╭──
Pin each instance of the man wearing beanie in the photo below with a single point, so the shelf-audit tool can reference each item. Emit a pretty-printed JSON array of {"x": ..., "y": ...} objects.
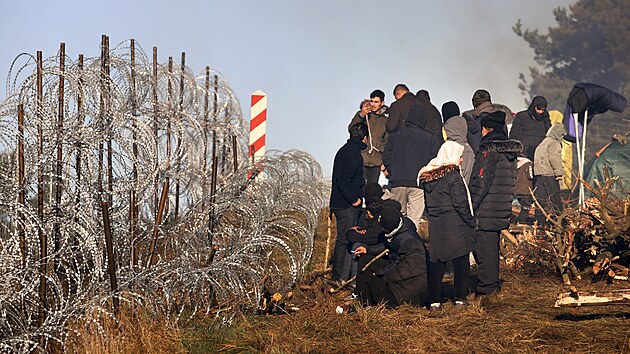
[
  {"x": 530, "y": 126},
  {"x": 346, "y": 196},
  {"x": 400, "y": 277},
  {"x": 399, "y": 112},
  {"x": 492, "y": 189},
  {"x": 482, "y": 104},
  {"x": 407, "y": 150}
]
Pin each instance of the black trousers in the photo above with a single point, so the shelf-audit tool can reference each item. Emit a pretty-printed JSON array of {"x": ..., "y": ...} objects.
[
  {"x": 342, "y": 259},
  {"x": 371, "y": 173},
  {"x": 372, "y": 289},
  {"x": 461, "y": 269},
  {"x": 487, "y": 257}
]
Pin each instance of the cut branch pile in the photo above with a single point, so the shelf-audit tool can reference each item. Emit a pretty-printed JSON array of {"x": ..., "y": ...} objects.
[{"x": 591, "y": 240}]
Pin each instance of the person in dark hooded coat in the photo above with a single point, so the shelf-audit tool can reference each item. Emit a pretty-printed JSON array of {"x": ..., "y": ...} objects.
[
  {"x": 400, "y": 277},
  {"x": 492, "y": 190},
  {"x": 482, "y": 103},
  {"x": 451, "y": 222},
  {"x": 531, "y": 126},
  {"x": 407, "y": 150}
]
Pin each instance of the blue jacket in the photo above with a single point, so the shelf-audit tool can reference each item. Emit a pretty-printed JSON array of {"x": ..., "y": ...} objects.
[{"x": 347, "y": 179}]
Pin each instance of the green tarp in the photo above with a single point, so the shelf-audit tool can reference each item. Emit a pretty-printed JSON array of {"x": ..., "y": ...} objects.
[{"x": 617, "y": 158}]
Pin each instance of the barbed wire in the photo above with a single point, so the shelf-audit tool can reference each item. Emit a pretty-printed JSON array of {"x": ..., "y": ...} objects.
[{"x": 125, "y": 139}]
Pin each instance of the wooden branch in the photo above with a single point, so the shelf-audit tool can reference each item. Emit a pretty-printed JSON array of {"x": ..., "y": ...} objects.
[
  {"x": 508, "y": 236},
  {"x": 379, "y": 256},
  {"x": 594, "y": 298},
  {"x": 547, "y": 216}
]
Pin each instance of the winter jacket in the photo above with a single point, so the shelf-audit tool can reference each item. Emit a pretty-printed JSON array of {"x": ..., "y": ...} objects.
[
  {"x": 530, "y": 128},
  {"x": 548, "y": 156},
  {"x": 399, "y": 111},
  {"x": 434, "y": 122},
  {"x": 456, "y": 130},
  {"x": 374, "y": 233},
  {"x": 473, "y": 119},
  {"x": 406, "y": 273},
  {"x": 347, "y": 178},
  {"x": 493, "y": 179},
  {"x": 524, "y": 176},
  {"x": 377, "y": 137},
  {"x": 448, "y": 208},
  {"x": 409, "y": 149}
]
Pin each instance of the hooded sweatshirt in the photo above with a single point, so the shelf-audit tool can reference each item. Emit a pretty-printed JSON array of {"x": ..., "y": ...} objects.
[
  {"x": 409, "y": 149},
  {"x": 530, "y": 127},
  {"x": 456, "y": 130},
  {"x": 548, "y": 156}
]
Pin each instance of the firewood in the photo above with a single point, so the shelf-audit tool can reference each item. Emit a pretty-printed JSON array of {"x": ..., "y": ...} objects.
[
  {"x": 593, "y": 298},
  {"x": 379, "y": 256}
]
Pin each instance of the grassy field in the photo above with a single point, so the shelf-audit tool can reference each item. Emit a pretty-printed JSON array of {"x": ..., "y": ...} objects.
[{"x": 521, "y": 318}]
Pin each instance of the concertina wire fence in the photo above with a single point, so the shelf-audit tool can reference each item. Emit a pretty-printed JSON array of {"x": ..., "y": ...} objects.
[{"x": 132, "y": 154}]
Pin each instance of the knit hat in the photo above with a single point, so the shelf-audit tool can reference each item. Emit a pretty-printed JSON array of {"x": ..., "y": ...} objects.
[
  {"x": 374, "y": 206},
  {"x": 449, "y": 109},
  {"x": 373, "y": 191},
  {"x": 494, "y": 120},
  {"x": 390, "y": 219},
  {"x": 392, "y": 203},
  {"x": 480, "y": 96}
]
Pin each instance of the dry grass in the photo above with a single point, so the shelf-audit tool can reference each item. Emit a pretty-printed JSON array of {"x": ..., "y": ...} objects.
[
  {"x": 131, "y": 334},
  {"x": 521, "y": 318}
]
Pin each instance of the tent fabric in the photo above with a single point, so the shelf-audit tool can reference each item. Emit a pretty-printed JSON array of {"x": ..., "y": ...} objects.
[
  {"x": 593, "y": 98},
  {"x": 617, "y": 158}
]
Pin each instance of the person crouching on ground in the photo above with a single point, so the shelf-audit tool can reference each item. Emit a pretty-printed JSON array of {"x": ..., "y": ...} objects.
[
  {"x": 401, "y": 277},
  {"x": 451, "y": 222}
]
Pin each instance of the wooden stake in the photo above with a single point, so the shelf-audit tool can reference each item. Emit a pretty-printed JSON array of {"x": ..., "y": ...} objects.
[
  {"x": 111, "y": 262},
  {"x": 43, "y": 240},
  {"x": 21, "y": 172},
  {"x": 379, "y": 256}
]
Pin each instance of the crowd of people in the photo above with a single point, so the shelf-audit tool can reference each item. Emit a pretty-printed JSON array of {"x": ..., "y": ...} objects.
[{"x": 458, "y": 171}]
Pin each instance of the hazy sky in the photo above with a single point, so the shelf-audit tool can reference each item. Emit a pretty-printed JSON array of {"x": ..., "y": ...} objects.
╰──
> **Problem to work on**
Copy all of the rows above word for word, leaving out the picture.

> **Exercise response**
Pin each instance of the man wearing beanie in the photo below with a single point, so the shelf-audit tool can reference each item. Emit a pretty-printed JSON array of {"x": ..., "y": ...} objects.
[
  {"x": 530, "y": 126},
  {"x": 346, "y": 196},
  {"x": 400, "y": 277},
  {"x": 399, "y": 112},
  {"x": 492, "y": 189},
  {"x": 482, "y": 104},
  {"x": 407, "y": 150}
]
Pin each instance of the black trousers in the photo above with a single point, so the shelf-audit tool can reference each item. Emit a pretty-printed JSON array of {"x": ..., "y": ...} objects.
[
  {"x": 342, "y": 259},
  {"x": 371, "y": 173},
  {"x": 372, "y": 289},
  {"x": 461, "y": 269},
  {"x": 487, "y": 257}
]
Pin each instance of the cut branch pile in the photo above with a single point, so the shelf-audit tool can reference each item. Emit a pretty-printed JSON array of {"x": ..., "y": ...} objects.
[{"x": 591, "y": 240}]
Pin each instance of the person in dark hooded coat in the photo above with a single point, so the shelf-audit tool can reference each item. Emit a pretty-printed JSON array of {"x": ..., "y": ...} objects.
[
  {"x": 400, "y": 277},
  {"x": 492, "y": 190},
  {"x": 482, "y": 103},
  {"x": 451, "y": 222},
  {"x": 531, "y": 126},
  {"x": 407, "y": 150}
]
Pin each instance of the blue jacket in the photo above with a single point, so the shelf-audit tool can reference each item. Emit a pretty-printed JSON array of {"x": ..., "y": ...} objects.
[{"x": 347, "y": 179}]
Pin each instance of the green tarp in the photo above with a single point, so the shelf-audit tool can reference each item. Emit a pretty-printed JSON array of {"x": ..., "y": ...} objects.
[{"x": 617, "y": 158}]
Pin each instance of the barbed wire in the photo above with a single point, so the shelf-audit tool can reference each item. Emit a pretty-printed JSON array of {"x": ..., "y": ...} objects.
[{"x": 125, "y": 139}]
Pin each instance of the wooden branch in the photo above with a single point, so the shelf-audit tool can reference each item. Emit a pretty-printed JSON array of {"x": ..., "y": ...} objects.
[
  {"x": 508, "y": 236},
  {"x": 379, "y": 256},
  {"x": 594, "y": 298},
  {"x": 547, "y": 216}
]
Pin each instance of the winter jacket in the photo above with a single point, so the shelf-audit tool can reference each item. Emit a pretty-printed JSON array of {"x": ..., "y": ...} objects.
[
  {"x": 530, "y": 128},
  {"x": 548, "y": 156},
  {"x": 399, "y": 111},
  {"x": 434, "y": 122},
  {"x": 456, "y": 130},
  {"x": 374, "y": 233},
  {"x": 473, "y": 119},
  {"x": 406, "y": 273},
  {"x": 347, "y": 178},
  {"x": 493, "y": 179},
  {"x": 524, "y": 176},
  {"x": 377, "y": 137},
  {"x": 448, "y": 208},
  {"x": 409, "y": 149}
]
Pin each instance of the hooded sweatshirt in the photo above with a single point, so the shelf-audit tool can reference each item. Emit a pretty-printed JSON array of {"x": ..., "y": ...} objects.
[
  {"x": 409, "y": 149},
  {"x": 530, "y": 127},
  {"x": 456, "y": 130},
  {"x": 548, "y": 156}
]
Pin each instance of the firewood in the photo above with a single point, so the shelf-audit tool can reference each item. Emit a pretty-printed JSON array of {"x": ..., "y": ...} objects.
[
  {"x": 593, "y": 298},
  {"x": 379, "y": 256}
]
Pin each instance of the grassy field in the photo above with a single point, so the shelf-audit tool can reference each item. Emit a pretty-printed JSON array of {"x": ..., "y": ...} objects.
[{"x": 521, "y": 318}]
Pin each instance of the concertina wire fence in the photo above with a single point, so the shelf-audit tool can reference each item. Emit a pretty-printed JSON array of {"x": ..., "y": ...} objects.
[{"x": 132, "y": 154}]
Pin each instance of the knit hat in the photo above with a single point, so the shelf-audit tool can reference each item. Emit a pretty-printed JSON array of {"x": ..., "y": ...} objects.
[
  {"x": 374, "y": 206},
  {"x": 449, "y": 109},
  {"x": 373, "y": 191},
  {"x": 494, "y": 120},
  {"x": 390, "y": 219},
  {"x": 392, "y": 203},
  {"x": 480, "y": 96}
]
Pin each instance of the dry grass in the photo above with a single point, so the shelf-audit tool can reference each item. Emit a pretty-printed JSON array of {"x": ..., "y": ...} objects.
[
  {"x": 131, "y": 334},
  {"x": 521, "y": 318}
]
Pin each instance of the tent fabric in the photo above with a single point, so the shelf-audit tool can reference each item. Emit a pretty-printed JSON array of {"x": ..., "y": ...} objects.
[
  {"x": 593, "y": 98},
  {"x": 617, "y": 158}
]
Pin each instance of the person crouching on ground in the photo above with a single point, so the shelf-audit tool can reference each item. Emit a pretty-printed JSON array of {"x": ..., "y": ...} objects.
[
  {"x": 401, "y": 277},
  {"x": 451, "y": 222}
]
Pin each instance of the wooden stake in the photo above with a single point, so the shelf-audit tool can reference each item. Emit a pretty-printed JSON array of {"x": ..., "y": ...} objects.
[
  {"x": 111, "y": 262},
  {"x": 43, "y": 240},
  {"x": 21, "y": 172},
  {"x": 379, "y": 256}
]
Pin each instance of the crowd of people in the photo above with a single point, so the shelf-audit tool can reference each item. Emit a pretty-printed JSON array of {"x": ..., "y": ...} objects.
[{"x": 458, "y": 171}]
Pin each instance of the hazy sky in the photo above with a single point, so the shelf-audit tool can reference each item. Emit a pretty-printed JSON array of {"x": ..., "y": ...} objects.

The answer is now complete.